Supplied passage >>
--- Begin ---
## One Person Company (OPC)
### 1. Definition — Sec 2(62)
A company which has only one person as a member.
### 2. Name Suffix
Name shall have the suffix '(OPC) Private Limited'.
### 3. Nominee Requirement (MoA)
MoA shall indicate:
- Name of the other person (nominee);
- With his prior written consent in the prescribed form;
- Who shall, on the subscriber's death or incapacity to contract, become the member.
Written consent to be filed with the Registrar at incorporation along with MoA & AoA.
### 4. Eligibility of Member / Nominee
- Must be a natural person who is an Indian citizen (resident in India OR otherwise — even NRIs who are Indian citizens are eligible).
- 'Resident in India' = stayed in India ≥ 120 days during the immediately preceding FY.
- A natural person shall NOT be a member of more than 1 OPC at the same time.
- A natural person shall NOT be a nominee of more than 1 OPC at the same time.
### 5. Multiple-OPC Trigger Rule
If a member in OPC-1 becomes a member in OPC-2 (by virtue of being a nominee), he must meet the eligibility criteria within 180 days (i.e., resolve the conflict).
--- End ---
Bounding-box rows:
--- Begin ---
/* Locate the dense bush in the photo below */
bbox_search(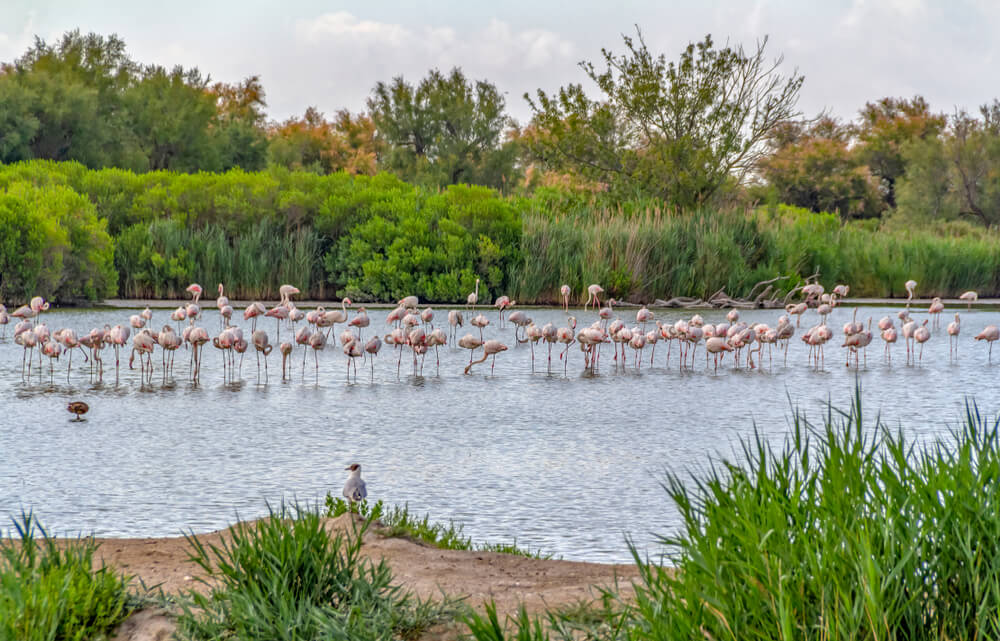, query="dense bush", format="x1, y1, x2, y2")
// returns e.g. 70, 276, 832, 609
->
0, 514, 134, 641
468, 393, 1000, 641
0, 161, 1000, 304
--- End ---
Objectives >>
(1) Under the One Person Company notes, what suffix must the name of such a company carry?
(2) Write out the One Person Company notes, beginning at the words "A company which" and stopping after "nominee of more than 1 OPC at the same time.", and change "natural person" to "individual" wherever it occurs.
The rows stand as material apart from the One Person Company notes.

Complete answers >>
(1) '(OPC) Private Limited'

(2)
A company which has only one person as a member.
### 2. Name Suffix
Name shall have the suffix '(OPC) Private Limited'.
### 3. Nominee Requirement (MoA)
MoA shall indicate:
- Name of the other person (nominee);
- With his prior written consent in the prescribed form;
- Who shall, on the subscriber's death or incapacity to contract, become the member.
Written consent to be filed with the Registrar at incorporation along with MoA & AoA.
### 4. Eligibility of Member / Nominee
- Must be a individual who is an Indian citizen (resident in India OR otherwise — even NRIs who are Indian citizens are eligible).
- 'Resident in India' = stayed in India ≥ 120 days during the immediately preceding FY.
- A individual shall NOT be a member of more than 1 OPC at the same time.
- A individual shall NOT be a nominee of more than 1 OPC at the same time.